#### Extracted material ####

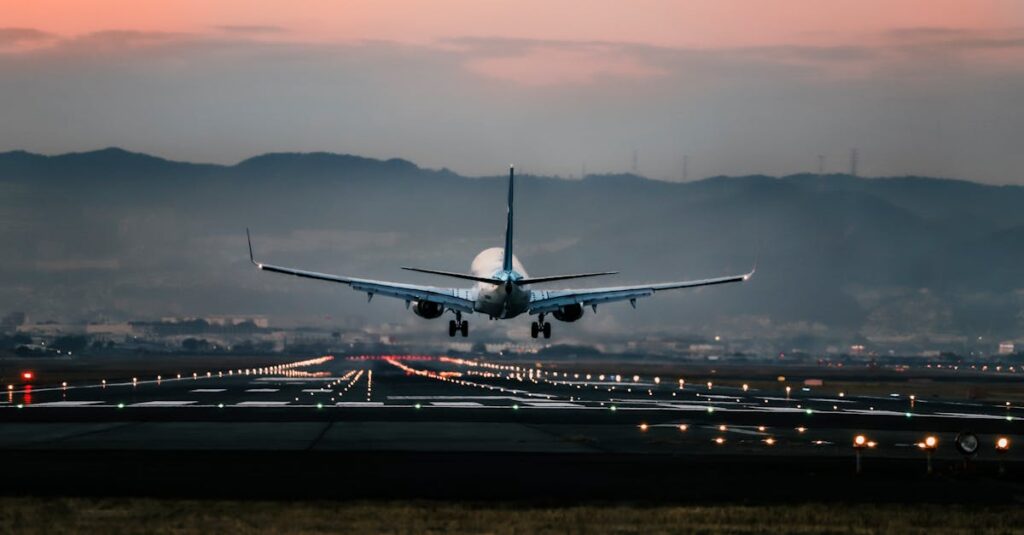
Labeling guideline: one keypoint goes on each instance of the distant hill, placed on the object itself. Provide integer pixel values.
(114, 234)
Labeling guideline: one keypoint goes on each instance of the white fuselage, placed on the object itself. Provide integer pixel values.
(504, 299)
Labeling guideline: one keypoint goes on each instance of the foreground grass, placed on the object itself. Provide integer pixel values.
(115, 516)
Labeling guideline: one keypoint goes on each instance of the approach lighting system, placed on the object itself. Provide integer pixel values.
(967, 444)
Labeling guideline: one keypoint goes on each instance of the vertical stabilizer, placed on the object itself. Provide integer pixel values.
(507, 264)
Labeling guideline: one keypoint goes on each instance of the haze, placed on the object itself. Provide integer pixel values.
(919, 87)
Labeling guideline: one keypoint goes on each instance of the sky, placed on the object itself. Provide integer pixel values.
(929, 87)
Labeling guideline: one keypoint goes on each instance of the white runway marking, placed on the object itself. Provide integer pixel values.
(879, 412)
(65, 404)
(686, 407)
(975, 416)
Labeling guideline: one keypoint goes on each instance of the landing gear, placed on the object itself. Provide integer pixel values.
(539, 327)
(458, 325)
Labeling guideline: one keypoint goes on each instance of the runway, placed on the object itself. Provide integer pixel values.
(396, 423)
(441, 404)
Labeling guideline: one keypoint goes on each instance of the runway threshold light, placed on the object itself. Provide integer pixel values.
(929, 445)
(967, 444)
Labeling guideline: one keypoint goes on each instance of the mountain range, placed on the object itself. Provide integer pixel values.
(114, 235)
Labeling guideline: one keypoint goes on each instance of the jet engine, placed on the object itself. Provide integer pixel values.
(428, 310)
(570, 313)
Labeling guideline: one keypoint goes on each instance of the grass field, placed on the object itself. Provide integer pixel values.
(116, 516)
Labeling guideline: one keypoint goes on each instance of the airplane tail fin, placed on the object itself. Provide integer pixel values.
(507, 263)
(539, 280)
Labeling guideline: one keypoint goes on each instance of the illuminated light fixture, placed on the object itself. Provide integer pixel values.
(967, 444)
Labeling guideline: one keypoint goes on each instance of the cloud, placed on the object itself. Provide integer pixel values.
(252, 29)
(14, 37)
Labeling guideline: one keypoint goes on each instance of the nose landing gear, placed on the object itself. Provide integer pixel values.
(458, 325)
(539, 327)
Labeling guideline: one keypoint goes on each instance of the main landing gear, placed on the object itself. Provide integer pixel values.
(540, 326)
(458, 325)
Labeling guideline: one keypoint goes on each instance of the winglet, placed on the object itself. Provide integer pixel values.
(755, 268)
(252, 258)
(507, 258)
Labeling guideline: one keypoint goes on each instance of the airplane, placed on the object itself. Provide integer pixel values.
(502, 290)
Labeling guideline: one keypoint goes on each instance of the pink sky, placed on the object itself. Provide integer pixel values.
(920, 86)
(702, 23)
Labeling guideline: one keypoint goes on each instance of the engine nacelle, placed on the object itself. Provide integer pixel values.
(428, 310)
(570, 313)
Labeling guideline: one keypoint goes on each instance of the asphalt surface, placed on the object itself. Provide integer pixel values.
(437, 426)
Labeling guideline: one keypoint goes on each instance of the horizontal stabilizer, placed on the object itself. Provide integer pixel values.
(538, 280)
(454, 275)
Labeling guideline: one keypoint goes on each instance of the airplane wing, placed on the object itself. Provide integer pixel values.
(543, 301)
(455, 298)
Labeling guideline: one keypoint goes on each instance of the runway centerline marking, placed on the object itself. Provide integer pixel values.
(66, 404)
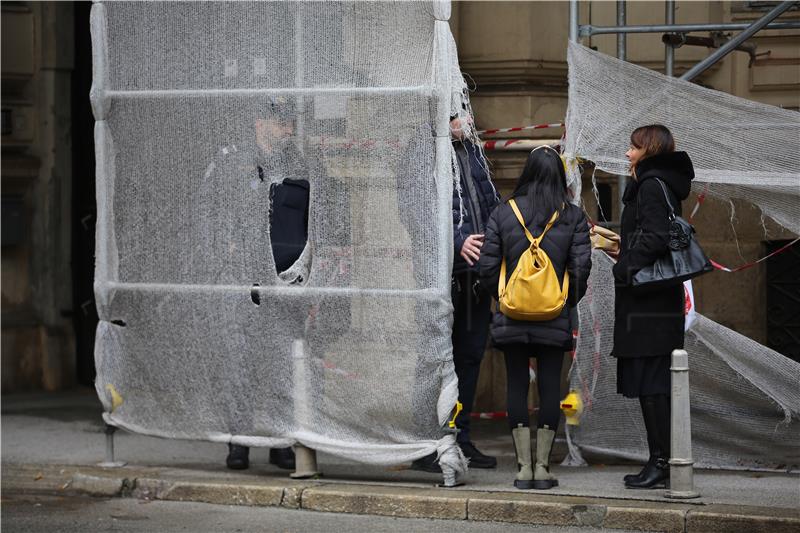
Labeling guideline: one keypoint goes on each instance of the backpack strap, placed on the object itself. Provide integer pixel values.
(521, 220)
(531, 239)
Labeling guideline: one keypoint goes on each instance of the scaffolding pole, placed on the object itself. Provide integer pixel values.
(622, 53)
(587, 30)
(573, 21)
(669, 50)
(731, 45)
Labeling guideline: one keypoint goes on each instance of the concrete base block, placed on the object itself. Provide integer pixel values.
(400, 502)
(225, 494)
(97, 485)
(522, 511)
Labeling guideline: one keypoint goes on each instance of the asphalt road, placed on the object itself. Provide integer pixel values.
(76, 514)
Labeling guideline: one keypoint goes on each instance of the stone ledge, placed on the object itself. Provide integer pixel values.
(713, 522)
(641, 519)
(398, 501)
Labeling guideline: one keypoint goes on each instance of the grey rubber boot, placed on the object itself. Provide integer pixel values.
(542, 478)
(522, 447)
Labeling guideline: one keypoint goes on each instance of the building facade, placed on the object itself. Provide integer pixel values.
(515, 56)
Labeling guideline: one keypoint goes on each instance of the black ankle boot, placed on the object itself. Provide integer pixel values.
(238, 457)
(282, 458)
(654, 476)
(635, 477)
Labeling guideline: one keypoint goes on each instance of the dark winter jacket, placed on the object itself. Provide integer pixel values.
(568, 247)
(649, 322)
(288, 221)
(472, 207)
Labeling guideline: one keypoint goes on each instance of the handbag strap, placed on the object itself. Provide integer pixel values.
(666, 197)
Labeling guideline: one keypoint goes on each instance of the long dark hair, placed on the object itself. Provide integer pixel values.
(543, 183)
(654, 139)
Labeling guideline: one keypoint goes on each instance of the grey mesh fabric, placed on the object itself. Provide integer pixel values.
(740, 148)
(745, 399)
(348, 351)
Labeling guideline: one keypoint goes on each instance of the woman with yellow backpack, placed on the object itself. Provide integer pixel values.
(535, 259)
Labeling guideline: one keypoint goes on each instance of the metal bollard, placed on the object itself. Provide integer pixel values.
(110, 462)
(681, 469)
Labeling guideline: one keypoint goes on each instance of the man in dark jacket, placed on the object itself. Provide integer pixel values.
(473, 201)
(278, 163)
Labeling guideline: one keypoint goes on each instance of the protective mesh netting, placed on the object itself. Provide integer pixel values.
(740, 148)
(348, 351)
(745, 399)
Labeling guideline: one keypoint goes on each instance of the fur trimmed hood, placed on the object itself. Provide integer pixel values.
(674, 168)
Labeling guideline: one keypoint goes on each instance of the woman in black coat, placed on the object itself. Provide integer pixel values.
(649, 323)
(541, 190)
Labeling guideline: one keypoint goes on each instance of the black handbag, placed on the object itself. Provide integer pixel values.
(684, 259)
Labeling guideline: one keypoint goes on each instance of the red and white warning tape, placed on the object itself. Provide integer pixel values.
(522, 128)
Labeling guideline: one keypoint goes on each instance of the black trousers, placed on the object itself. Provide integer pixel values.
(549, 360)
(471, 317)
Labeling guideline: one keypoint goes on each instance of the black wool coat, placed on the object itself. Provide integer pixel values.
(649, 322)
(568, 247)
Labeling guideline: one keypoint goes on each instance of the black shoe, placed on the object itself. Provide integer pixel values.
(654, 476)
(476, 458)
(282, 458)
(238, 457)
(427, 464)
(635, 477)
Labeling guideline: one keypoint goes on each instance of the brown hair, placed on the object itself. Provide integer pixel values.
(655, 139)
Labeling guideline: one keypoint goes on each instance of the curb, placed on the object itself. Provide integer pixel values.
(398, 501)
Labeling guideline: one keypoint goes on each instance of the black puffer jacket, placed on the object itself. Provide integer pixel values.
(566, 243)
(649, 322)
(471, 209)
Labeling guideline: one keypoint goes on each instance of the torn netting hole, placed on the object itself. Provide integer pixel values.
(288, 221)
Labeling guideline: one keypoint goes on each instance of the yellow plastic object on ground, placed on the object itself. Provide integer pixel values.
(116, 399)
(457, 409)
(572, 406)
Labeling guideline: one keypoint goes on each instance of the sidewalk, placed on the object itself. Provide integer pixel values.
(52, 442)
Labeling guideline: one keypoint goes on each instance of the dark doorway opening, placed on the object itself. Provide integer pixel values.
(783, 299)
(84, 208)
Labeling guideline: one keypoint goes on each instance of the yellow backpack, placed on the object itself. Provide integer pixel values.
(533, 292)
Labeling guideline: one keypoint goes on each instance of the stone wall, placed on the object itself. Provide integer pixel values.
(516, 54)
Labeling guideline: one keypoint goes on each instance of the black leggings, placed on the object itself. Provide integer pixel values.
(548, 380)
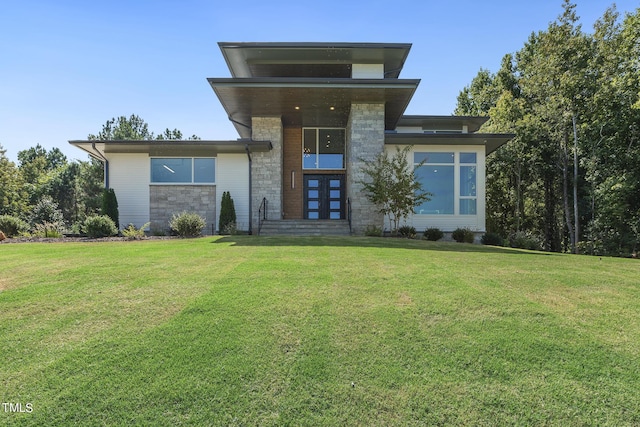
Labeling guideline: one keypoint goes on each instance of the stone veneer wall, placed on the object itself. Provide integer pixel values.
(365, 140)
(166, 200)
(266, 173)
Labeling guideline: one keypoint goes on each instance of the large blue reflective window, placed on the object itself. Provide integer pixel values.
(437, 180)
(438, 176)
(183, 170)
(171, 170)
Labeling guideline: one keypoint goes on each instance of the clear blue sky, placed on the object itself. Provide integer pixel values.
(67, 66)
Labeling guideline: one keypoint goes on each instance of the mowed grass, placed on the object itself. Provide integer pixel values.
(316, 331)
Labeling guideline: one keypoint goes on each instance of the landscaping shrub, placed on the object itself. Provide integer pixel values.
(407, 231)
(12, 226)
(373, 231)
(99, 226)
(110, 205)
(463, 235)
(493, 239)
(46, 210)
(230, 228)
(133, 233)
(523, 240)
(48, 229)
(187, 224)
(433, 234)
(227, 214)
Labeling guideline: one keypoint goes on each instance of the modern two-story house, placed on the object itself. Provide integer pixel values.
(308, 115)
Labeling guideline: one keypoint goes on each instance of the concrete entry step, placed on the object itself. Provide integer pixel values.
(305, 227)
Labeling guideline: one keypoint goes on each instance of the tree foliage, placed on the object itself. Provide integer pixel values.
(570, 175)
(392, 186)
(227, 212)
(110, 206)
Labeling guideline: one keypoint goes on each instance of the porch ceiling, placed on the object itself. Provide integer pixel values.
(492, 141)
(312, 59)
(98, 149)
(309, 101)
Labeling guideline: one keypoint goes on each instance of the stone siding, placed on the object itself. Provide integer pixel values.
(365, 140)
(166, 200)
(266, 173)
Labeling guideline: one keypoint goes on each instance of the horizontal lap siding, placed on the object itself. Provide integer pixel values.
(129, 178)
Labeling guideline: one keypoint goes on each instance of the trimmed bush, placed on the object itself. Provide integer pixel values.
(493, 239)
(110, 206)
(48, 229)
(13, 226)
(523, 240)
(187, 224)
(463, 235)
(133, 233)
(373, 231)
(407, 231)
(433, 234)
(99, 226)
(46, 211)
(227, 215)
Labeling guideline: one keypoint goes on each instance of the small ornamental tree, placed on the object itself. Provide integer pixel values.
(110, 205)
(392, 186)
(227, 212)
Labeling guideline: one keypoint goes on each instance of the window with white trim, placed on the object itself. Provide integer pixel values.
(451, 178)
(323, 148)
(183, 170)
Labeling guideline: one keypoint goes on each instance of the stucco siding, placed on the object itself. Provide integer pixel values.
(129, 178)
(233, 176)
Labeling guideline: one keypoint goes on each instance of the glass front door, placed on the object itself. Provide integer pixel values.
(324, 197)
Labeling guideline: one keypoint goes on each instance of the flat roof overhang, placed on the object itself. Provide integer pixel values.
(473, 123)
(264, 59)
(98, 149)
(492, 141)
(309, 101)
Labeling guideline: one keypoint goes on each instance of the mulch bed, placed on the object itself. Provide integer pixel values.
(78, 239)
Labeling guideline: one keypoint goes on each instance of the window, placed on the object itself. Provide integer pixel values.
(451, 180)
(188, 170)
(323, 148)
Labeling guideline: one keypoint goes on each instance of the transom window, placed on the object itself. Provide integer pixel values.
(323, 148)
(183, 170)
(451, 179)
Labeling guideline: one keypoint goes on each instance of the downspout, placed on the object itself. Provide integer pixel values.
(106, 164)
(246, 147)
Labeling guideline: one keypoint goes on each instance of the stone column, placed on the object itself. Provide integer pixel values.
(365, 140)
(266, 174)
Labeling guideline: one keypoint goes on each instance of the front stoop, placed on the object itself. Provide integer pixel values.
(305, 227)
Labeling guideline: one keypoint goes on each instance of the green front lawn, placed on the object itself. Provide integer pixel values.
(316, 331)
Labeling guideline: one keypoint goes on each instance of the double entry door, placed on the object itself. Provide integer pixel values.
(324, 197)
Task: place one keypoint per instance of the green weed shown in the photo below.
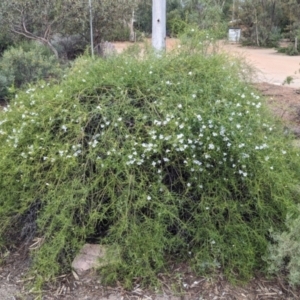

####

▶ _Exercise brief_:
The expected output is the run of lines from the one containing "stone column, placed" to the last line of the listing above, both included, word for word and free of pictures.

▶ _Response area_:
Labeling guideline: one keypoint goes on each instance of the stone column, placed on the object itself. Provide integer pixel values.
(365, 140)
(266, 174)
Labeling guideline: one keypoint goes on each instance of the front stoop, placed on the object itself. Provide integer pixel values.
(305, 227)
Labeling guideline: one keypoint goes on each instance of the green front lawn, placed on the object itself. Provide integer pixel values.
(316, 331)
Labeling guideline: one keypoint goes on each instance of the double entry door, placed on the object itself. Provide integer pixel values.
(324, 197)
Task: place one keypoint per instance of the green weed shown in the photo below.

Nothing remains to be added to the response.